TEXTO PROPORCIONADO:
Madrid estaba destruido. Tras una guerra que había dejado tras de sí miles de muertos en la capital, la pobreza inundaba sus calles. Cuerpos famélicos se agolpaban en las aceras intentando conseguir algo que llevarse a la boca, sobrevivir una noche más, luchar contra la desnutrición y la enfermedad. Mientras, el nuevo régimen proclamaba aquello de “ni un hogar sin lumbre ni un español sin pan”. El franquismo se afanaba por ocultar a los mendigos con la manida estrategia de que aquello que no se ve, no existe.

El Ayuntamiento capitolino creó el Servicio de Represión de la Mendicidad para recoger, clasificar y recluir a miles de personas que vagabundeaban por la ciudad, entre las que se contaban mujeres viudas, niños con padres fusilados o encarcelados y familias completas que arribaron en Madrid en busca de una vida mejor tras dejar atrás un penoso pasado rural.

ÍTEMS EXTRAÍDOS:
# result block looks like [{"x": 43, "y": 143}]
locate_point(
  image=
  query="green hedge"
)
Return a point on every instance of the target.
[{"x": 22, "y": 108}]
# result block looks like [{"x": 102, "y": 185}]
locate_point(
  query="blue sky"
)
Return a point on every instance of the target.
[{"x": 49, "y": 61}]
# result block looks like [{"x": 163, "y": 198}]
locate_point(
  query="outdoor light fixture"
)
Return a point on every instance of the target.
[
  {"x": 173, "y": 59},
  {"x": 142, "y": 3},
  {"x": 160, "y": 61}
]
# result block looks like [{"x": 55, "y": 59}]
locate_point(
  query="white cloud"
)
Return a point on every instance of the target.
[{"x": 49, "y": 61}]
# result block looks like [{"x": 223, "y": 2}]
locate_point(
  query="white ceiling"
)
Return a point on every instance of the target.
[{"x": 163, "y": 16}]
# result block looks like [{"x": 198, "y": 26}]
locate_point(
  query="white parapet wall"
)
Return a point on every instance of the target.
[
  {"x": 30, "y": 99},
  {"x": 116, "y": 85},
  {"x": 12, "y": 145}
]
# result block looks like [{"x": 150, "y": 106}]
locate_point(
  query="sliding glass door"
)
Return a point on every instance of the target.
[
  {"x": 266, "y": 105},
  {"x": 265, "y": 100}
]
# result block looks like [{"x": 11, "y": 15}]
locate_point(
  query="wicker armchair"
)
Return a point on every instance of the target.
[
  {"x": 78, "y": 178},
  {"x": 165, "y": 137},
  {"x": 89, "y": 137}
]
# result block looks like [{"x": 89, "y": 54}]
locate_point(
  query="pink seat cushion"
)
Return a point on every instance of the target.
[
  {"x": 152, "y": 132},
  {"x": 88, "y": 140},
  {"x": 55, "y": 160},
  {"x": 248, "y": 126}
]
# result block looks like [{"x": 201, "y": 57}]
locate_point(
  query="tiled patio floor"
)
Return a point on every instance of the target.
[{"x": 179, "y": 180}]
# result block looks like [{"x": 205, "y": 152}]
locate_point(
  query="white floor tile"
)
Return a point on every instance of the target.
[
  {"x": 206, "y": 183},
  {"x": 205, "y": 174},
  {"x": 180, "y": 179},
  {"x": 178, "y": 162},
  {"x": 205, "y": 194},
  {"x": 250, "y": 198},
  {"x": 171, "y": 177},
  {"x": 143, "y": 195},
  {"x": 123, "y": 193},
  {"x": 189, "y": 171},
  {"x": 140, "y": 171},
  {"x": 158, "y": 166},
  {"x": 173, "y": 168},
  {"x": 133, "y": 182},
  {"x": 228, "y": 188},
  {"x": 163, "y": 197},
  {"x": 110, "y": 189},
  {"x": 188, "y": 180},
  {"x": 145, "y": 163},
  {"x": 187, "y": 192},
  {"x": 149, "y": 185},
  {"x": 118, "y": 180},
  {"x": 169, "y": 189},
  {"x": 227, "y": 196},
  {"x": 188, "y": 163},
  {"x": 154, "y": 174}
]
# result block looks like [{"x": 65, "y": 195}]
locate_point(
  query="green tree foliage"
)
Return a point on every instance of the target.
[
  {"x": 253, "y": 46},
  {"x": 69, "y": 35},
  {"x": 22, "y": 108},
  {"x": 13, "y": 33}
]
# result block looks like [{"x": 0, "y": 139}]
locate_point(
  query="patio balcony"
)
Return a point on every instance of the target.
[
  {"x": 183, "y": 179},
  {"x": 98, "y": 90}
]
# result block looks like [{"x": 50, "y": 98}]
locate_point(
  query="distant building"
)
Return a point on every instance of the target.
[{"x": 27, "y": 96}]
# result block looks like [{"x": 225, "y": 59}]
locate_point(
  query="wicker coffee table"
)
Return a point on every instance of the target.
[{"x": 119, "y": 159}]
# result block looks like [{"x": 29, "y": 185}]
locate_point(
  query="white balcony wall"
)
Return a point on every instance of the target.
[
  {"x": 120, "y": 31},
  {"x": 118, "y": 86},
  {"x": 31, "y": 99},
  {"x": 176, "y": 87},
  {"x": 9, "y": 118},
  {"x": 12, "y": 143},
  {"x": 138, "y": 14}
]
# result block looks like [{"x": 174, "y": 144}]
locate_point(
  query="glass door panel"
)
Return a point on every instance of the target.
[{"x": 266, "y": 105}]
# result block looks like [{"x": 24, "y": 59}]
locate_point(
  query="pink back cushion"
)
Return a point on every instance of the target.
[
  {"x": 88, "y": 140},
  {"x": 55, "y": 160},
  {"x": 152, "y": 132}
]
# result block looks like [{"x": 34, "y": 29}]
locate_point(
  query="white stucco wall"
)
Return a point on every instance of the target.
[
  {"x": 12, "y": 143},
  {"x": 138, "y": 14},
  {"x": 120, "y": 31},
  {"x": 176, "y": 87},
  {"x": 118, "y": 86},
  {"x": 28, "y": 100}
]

TU TAREA: Repite íntegro y sin ningún cambio el texto sobre la mendicidad en el Madrid de la posguerra. Los ítems no intervienen en esto.

SOLUCIÓN DEL EJERCICIO:
Madrid estaba destruido. Tras una guerra que había dejado tras de sí miles de muertos en la capital, la pobreza inundaba sus calles. Cuerpos famélicos se agolpaban en las aceras intentando conseguir algo que llevarse a la boca, sobrevivir una noche más, luchar contra la desnutrición y la enfermedad. Mientras, el nuevo régimen proclamaba aquello de “ni un hogar sin lumbre ni un español sin pan”. El franquismo se afanaba por ocultar a los mendigos con la manida estrategia de que aquello que no se ve, no existe.

El Ayuntamiento capitolino creó el Servicio de Represión de la Mendicidad para recoger, clasificar y recluir a miles de personas que vagabundeaban por la ciudad, entre las que se contaban mujeres viudas, niños con padres fusilados o encarcelados y familias completas que arribaron en Madrid en busca de una vida mejor tras dejar atrás un penoso pasado rural.